Pointing dataset excerpts
::::::

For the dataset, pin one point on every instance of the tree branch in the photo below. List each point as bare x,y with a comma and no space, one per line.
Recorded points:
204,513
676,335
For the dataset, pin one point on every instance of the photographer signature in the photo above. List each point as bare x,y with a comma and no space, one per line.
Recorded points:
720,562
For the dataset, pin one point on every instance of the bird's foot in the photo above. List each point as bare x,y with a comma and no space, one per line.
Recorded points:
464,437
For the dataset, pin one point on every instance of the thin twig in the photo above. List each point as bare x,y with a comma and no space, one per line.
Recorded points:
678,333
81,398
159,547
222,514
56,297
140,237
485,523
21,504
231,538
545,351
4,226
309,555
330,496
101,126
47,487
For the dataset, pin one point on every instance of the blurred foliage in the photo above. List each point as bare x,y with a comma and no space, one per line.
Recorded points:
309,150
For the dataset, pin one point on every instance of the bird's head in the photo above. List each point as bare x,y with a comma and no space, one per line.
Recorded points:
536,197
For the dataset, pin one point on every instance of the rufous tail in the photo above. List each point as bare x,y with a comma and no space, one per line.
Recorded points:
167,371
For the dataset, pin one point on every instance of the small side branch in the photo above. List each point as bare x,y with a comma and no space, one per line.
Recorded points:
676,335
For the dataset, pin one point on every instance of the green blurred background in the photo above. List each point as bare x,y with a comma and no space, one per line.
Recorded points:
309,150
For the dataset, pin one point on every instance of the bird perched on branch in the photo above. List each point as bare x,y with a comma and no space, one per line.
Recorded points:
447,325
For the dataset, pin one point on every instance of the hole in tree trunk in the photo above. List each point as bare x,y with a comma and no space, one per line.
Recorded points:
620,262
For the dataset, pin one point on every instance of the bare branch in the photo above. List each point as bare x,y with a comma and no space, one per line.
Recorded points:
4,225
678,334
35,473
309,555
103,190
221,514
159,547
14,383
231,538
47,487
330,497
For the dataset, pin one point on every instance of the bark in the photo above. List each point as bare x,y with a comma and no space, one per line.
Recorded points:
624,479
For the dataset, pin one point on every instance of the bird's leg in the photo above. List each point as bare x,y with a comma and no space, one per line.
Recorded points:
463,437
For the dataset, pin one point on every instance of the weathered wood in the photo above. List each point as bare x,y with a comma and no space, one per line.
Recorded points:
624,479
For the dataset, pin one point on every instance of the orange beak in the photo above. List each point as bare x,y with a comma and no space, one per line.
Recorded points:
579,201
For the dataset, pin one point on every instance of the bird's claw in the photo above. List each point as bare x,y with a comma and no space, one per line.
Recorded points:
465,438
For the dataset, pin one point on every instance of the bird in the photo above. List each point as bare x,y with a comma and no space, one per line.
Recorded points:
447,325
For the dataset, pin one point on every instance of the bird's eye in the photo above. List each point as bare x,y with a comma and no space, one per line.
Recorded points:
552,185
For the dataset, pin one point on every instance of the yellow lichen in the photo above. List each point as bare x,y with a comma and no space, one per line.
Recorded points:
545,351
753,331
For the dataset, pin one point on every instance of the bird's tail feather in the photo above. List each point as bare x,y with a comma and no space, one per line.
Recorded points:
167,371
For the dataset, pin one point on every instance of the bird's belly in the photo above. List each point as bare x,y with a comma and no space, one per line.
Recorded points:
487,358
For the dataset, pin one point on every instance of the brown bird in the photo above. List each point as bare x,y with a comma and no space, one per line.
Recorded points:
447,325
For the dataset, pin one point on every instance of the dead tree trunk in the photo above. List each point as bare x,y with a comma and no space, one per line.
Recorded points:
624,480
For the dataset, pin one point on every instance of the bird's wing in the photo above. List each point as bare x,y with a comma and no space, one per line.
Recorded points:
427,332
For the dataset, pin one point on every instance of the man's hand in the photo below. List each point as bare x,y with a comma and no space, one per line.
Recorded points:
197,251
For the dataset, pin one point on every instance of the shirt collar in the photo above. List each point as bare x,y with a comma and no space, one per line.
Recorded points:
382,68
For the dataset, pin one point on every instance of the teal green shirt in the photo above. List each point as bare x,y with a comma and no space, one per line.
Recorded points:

::::::

▶ **DIRECTION**
Rename "Recorded points" to "Marked points" everywhere it occurs in the items above, and reproduce all of them with nothing else changed.

▶ **ANSWER TO THIS EXERCISE**
For the dataset, pin one point on every instance of the tree branch in the photo below. List each point as bare x,y with a comma and no space, one per line.
Marked points:
204,513
676,335
For the dataset, pin one point on every instance of the photographer signature in the photo above. List each point as bare x,y with a comma and no space, one per line.
Marked points:
720,562
For the dataset, pin one point on every instance of the bird's foot in the photo above. List each point as bare x,y with a comma and no space, one per line.
Marked points:
464,437
For the dataset, pin one point on every instance of the thin twig in the photo above. List each point as bare x,y with a comma and no space, one per line.
Marked points:
678,333
81,398
159,547
222,514
56,297
140,237
485,523
21,504
231,538
545,351
4,226
309,555
330,496
101,126
47,487
For the dataset, pin one point on every instance of the blurred foliage in the photo above. List each point as bare x,y with a comma and no space, one per line.
Marked points:
309,150
For the dataset, pin one point on every instance of the bird's head in the photo above. List each point as bare x,y with a comma and no space, one per line.
Marked points:
536,197
For the dataset, pin one point on every instance of the rufous tail in the photo above. List each point as bare x,y with a comma and no space, one per line.
Marked points:
167,371
For the dataset, pin one point on every instance of the small side branch in the photo above. List each point as bare x,y with a comma and no space, one per line.
Marked points:
676,335
For the dataset, pin one point on every instance of the green blurred background in the photo above. List each point as bare x,y with a comma and no space, one per line.
Marked points:
309,150
For the dataset, pin one point on every instance of the bird perched on branch in the photo above. List each point as bare x,y with a comma and no space, one per line.
Marked points:
447,325
For the dataset, pin one point on every instance of the hole in tree trunk in the photo above. List each point as bare x,y with a comma and no space, one per line.
Marked points:
620,262
For the dataset, pin one point on every instance of the bare branch in the photo above. List each point as bare x,y with a comma and no space, one per line.
Marked points:
4,225
678,334
35,473
309,555
103,190
221,514
159,547
14,383
231,538
47,487
330,497
For the dataset, pin one point on every instance of the bark in the photo above. List each point as bare x,y with a comma and no space, one per line.
Marked points:
624,479
For the dataset, pin one point on every instance of the bird's leg in the photo above. List each point as bare x,y with a comma and no space, one per line.
Marked points:
463,437
For the dataset, pin one point on every instance of the weathered wood in the photo above. List each point as bare x,y with a comma and no space, one per line.
Marked points:
624,479
For the dataset, pin one point on every instance of the orange beak in the photo above. List each point as bare x,y with a comma and no space, one per line.
Marked points:
579,201
For the dataset, pin one point on every instance of the bird's claw in the photo above. List each point as bare x,y with a comma and no space, one per line.
Marked points:
465,438
For the dataset, pin one point on every instance of the bird in the photo above. List each point as bare x,y with a comma and no space, one per line.
Marked points:
447,325
For the dataset, pin one point on every instance of the bird's eye in the photo above. List each point as bare x,y with a comma and no space, one per line.
Marked points:
552,185
For the dataset, pin one point on every instance of the yellow lichen in the photo above. List each point as bare x,y with a comma and no space, one per line.
Marked points:
545,351
753,331
For the dataset, pin one point on every instance of the bird's tail feather in the photo above. List each point as bare x,y with a comma and no space, one per line.
Marked points:
167,371
For the dataset, pin one point on every instance of the bird's belly in the photo above. List each point as bare x,y with a comma and no space, one per line.
Marked points:
487,358
For the dataset, pin one point on every instance of the brown bird in the photo above. List each point as bare x,y with a comma and no space, one per line.
Marked points:
447,325
For the dataset, pin one point on every instance of the dead tree trunk in the photo above. List each point as bare x,y with a comma and no space, one per line.
Marked points:
624,480
For the dataset, pin one point on every instance of the bird's wing in the photo above. List each point as bare x,y with a comma and no space, one per line.
Marked points:
427,332
For the dataset, pin one point on every instance of the man's hand in the photo below. List each point as bare x,y with a comma and no space, one per line.
Marked points:
197,251
For the dataset, pin one point on every instance of the shirt collar in the photo above. List each point as bare x,y with a comma and no space, one per line.
Marked points:
382,68
For the dataset, pin one point on every instance of the teal green shirt in the photo above. List each point as bare x,y with a comma and no space, one per line.
Marked points:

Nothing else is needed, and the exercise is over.